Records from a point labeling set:
** Begin **
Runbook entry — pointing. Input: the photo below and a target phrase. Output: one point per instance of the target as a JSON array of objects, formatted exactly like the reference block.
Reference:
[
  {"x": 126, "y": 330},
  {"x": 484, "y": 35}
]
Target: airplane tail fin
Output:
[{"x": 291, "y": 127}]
** End **
▶ [Problem to work on]:
Reproduce the items above, replacing every occurrence of "Output" with "Response" and leaving all other text unchanged.

▶ [Answer to this problem]:
Runbook entry — pointing. Input: the photo below and a target phrase. Response: one point per instance of the target as a JSON array of objects, formatted exactly like the reference block.
Reference:
[
  {"x": 126, "y": 330},
  {"x": 484, "y": 35}
]
Target: airplane tail fin
Response:
[{"x": 291, "y": 127}]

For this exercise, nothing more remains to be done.